## Instruction:
Quote the material word for word, starting at its first line and ending at the line containing "Query: green needle foliage", with both of those lines included.

Dataset rows
--- start ---

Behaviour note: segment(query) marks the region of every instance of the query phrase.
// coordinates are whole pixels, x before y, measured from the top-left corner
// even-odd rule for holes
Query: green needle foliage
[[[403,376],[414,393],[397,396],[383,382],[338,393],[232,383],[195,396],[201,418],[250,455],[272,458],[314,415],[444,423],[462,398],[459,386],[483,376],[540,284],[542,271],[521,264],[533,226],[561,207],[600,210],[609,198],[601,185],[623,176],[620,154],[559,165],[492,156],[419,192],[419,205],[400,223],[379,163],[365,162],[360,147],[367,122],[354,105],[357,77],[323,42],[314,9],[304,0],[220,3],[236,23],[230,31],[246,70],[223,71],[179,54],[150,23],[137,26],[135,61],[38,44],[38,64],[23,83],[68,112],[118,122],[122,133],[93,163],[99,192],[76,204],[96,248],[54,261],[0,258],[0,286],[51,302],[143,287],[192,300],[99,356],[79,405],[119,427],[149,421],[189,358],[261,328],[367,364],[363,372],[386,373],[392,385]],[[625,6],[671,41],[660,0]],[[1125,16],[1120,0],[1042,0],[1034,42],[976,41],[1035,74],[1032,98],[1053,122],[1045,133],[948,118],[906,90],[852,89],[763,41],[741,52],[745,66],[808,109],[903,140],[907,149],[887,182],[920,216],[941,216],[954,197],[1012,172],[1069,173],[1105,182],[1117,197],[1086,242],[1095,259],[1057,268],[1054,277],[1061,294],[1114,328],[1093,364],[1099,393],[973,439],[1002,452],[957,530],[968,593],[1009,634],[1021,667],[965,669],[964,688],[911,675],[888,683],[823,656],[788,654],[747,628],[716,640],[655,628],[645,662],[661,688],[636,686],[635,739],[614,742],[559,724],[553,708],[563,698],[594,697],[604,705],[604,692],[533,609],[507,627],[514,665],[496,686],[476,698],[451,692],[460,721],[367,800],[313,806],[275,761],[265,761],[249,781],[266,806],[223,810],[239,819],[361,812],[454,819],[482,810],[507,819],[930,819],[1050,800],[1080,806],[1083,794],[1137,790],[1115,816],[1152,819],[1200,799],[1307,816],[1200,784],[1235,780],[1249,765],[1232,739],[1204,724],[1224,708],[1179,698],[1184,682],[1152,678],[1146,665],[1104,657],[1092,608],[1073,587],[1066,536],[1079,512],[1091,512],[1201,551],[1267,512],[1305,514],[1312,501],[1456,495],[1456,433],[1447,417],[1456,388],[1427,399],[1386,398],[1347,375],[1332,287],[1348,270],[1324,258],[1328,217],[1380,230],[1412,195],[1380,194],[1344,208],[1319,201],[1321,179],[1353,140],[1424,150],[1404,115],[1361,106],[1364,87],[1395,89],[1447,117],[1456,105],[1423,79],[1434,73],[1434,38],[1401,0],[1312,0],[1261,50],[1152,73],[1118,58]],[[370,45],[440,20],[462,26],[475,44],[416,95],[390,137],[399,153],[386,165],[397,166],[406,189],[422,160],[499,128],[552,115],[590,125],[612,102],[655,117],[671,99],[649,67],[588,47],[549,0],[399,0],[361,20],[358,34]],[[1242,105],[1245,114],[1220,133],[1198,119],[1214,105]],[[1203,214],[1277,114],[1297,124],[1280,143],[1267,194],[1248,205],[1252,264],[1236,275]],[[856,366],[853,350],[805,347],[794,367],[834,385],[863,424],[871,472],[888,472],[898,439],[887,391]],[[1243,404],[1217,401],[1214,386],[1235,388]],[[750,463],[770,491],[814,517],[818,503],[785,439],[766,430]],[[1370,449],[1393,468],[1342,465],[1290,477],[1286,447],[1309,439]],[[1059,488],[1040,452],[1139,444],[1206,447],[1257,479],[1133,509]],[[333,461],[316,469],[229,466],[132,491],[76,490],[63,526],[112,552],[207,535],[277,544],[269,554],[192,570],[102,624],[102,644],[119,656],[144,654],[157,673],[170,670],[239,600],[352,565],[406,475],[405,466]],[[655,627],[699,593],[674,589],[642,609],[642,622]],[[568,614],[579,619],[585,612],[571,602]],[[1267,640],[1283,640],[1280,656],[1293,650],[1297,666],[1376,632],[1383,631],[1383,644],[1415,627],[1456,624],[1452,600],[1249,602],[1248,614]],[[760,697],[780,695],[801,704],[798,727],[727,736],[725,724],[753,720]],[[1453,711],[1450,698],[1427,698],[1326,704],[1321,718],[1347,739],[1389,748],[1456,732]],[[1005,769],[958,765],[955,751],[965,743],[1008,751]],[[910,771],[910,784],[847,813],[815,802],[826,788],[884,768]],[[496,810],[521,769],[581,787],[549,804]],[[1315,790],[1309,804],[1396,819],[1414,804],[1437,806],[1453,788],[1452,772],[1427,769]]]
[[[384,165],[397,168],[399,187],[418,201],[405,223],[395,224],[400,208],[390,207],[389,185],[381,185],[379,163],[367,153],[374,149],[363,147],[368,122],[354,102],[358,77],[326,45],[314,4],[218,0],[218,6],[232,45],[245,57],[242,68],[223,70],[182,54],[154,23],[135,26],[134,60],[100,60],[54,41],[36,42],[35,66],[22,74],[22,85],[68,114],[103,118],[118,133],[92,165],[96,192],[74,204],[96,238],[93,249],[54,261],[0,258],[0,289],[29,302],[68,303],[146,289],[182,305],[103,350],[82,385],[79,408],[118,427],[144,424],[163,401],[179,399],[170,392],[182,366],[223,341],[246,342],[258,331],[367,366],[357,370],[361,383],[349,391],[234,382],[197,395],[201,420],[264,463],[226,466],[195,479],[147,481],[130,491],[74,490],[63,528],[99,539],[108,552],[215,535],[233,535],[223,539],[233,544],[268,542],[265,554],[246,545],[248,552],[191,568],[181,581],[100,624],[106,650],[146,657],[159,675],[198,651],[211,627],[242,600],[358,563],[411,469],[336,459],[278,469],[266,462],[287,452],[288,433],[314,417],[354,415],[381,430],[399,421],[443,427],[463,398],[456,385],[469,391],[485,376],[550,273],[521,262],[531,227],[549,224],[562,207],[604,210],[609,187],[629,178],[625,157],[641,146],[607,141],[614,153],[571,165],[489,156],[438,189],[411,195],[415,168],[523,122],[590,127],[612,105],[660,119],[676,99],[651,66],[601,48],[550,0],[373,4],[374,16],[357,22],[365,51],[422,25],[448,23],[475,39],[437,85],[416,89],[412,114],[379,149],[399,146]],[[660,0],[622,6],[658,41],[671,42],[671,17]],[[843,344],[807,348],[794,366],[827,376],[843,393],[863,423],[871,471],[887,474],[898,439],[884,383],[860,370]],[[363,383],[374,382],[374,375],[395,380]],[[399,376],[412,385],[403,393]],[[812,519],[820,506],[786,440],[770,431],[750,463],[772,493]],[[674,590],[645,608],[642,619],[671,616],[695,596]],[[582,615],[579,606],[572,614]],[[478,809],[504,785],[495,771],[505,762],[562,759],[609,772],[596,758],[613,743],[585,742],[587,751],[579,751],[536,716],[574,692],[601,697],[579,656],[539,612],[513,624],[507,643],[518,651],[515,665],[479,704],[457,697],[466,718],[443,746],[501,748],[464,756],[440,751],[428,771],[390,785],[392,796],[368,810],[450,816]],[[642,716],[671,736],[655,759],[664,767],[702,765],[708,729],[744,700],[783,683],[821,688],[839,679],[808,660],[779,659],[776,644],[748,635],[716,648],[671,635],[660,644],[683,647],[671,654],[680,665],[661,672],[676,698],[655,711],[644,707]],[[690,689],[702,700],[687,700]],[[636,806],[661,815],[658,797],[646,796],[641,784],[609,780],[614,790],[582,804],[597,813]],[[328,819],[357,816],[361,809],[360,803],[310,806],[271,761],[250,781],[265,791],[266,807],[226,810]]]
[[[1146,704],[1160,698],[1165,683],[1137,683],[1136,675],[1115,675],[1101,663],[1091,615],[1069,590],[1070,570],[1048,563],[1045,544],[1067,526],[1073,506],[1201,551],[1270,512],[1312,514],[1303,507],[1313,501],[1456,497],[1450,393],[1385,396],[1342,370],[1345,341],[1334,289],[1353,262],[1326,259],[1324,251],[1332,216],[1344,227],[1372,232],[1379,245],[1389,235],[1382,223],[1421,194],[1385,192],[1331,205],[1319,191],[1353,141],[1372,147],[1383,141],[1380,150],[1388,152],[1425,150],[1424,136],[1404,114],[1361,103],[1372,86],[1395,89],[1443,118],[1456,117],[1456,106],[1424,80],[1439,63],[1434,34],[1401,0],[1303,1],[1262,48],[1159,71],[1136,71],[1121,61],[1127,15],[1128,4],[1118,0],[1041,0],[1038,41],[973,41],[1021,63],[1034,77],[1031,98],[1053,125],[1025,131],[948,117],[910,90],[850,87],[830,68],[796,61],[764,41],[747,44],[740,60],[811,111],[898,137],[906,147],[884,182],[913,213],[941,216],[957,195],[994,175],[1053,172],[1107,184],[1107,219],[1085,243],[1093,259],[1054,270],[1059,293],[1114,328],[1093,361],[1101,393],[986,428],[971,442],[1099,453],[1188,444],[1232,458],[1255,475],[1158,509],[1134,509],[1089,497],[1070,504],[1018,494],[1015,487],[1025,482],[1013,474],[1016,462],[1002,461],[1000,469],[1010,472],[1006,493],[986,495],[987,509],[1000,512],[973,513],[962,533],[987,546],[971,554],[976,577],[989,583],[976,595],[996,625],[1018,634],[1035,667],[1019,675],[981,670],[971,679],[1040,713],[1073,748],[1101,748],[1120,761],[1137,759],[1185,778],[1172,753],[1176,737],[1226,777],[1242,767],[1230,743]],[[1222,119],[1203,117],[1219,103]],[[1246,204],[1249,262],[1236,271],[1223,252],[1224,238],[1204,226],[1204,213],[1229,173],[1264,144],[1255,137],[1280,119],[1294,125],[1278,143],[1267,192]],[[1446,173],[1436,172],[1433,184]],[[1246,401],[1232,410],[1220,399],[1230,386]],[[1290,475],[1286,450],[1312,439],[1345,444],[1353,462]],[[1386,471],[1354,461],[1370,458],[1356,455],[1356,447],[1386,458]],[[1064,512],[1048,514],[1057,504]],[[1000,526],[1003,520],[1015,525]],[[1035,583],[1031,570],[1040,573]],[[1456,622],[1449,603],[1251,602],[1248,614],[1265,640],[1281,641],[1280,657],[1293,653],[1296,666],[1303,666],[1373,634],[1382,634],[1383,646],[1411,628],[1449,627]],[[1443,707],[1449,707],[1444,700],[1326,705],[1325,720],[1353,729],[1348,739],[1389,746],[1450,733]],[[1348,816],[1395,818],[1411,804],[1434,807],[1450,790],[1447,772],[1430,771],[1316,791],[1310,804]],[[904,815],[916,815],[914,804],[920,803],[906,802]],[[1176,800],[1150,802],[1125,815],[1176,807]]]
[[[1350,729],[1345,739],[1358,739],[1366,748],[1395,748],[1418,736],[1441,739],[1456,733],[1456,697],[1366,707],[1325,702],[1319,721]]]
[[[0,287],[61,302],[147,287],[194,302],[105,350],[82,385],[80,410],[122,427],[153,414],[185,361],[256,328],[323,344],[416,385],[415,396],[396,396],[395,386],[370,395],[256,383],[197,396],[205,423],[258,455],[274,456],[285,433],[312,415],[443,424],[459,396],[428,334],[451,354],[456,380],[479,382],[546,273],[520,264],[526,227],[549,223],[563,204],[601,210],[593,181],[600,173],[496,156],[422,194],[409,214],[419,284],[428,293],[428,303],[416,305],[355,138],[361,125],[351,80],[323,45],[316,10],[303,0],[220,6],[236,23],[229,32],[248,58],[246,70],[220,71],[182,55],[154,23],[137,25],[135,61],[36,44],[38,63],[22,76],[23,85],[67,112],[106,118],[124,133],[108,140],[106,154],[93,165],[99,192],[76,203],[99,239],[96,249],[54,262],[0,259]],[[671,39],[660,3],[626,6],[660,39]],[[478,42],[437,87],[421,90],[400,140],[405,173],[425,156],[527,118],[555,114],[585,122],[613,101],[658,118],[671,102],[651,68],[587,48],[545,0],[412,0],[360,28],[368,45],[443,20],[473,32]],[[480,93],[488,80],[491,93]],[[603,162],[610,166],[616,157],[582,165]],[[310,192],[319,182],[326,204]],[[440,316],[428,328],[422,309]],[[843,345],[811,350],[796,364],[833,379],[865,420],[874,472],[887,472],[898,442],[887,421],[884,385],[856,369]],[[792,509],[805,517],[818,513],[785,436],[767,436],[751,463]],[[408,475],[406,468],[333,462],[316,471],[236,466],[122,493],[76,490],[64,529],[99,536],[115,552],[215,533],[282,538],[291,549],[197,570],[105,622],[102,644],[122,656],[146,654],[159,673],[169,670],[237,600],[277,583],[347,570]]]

--- end ---

## Output of the exercise:
Behaviour note: segment(query) marks the region of every instance of the query phrase.
// coordinates are whole pixels, x before y, measured from the top-left corner
// even-odd rule for holes
Query: green needle foliage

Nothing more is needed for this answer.